_Task goal_
Reproduce the records below in their entirety, character for character.

--------------------------------

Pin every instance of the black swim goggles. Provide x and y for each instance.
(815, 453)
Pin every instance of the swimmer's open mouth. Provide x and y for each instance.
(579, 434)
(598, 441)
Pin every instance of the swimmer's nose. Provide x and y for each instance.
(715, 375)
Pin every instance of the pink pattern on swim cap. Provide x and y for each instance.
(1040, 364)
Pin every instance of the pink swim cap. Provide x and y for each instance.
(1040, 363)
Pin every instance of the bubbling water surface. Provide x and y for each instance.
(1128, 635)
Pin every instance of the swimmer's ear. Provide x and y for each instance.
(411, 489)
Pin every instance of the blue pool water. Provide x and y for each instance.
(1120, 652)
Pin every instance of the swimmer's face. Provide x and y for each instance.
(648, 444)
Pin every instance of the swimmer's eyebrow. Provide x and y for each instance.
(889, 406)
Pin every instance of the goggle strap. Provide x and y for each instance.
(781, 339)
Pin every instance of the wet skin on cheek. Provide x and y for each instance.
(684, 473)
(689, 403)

--------------------------------

_Output for this exercise_
Pin every instance of the black swim goggles. Provide x and y for each instance.
(815, 453)
Pin every instance of the swimmer's open mouth. Provide x and y for each instance.
(579, 434)
(598, 441)
Pin every instance of the swimmer's nose. Provide x and y for each instance.
(715, 375)
Pin every instance of the pink pattern on swim cap. Provide x and y for each instance.
(1040, 364)
Pin every instance of the pink swim cap. Provide x and y for each instance.
(1040, 363)
Pin every instance of the bubbling water surface. Provide x and y for each instance.
(1128, 635)
Pin every instance of the swimmer's ear. Provide x and y for each instance.
(411, 489)
Pin every instance of the blue pool water. Provide x and y for each instance.
(1120, 652)
Pin every instance of the swimmer's face. Provide x and y for each instance.
(648, 444)
Pin every instance of the swimmer's eyebrow. Provide x and y for each instance.
(889, 406)
Pin every instance of the goggle strap. Provide x and y for each instance.
(781, 339)
Pin every instance of the wet skin on cheek. Provide x and y for each instance.
(684, 473)
(689, 403)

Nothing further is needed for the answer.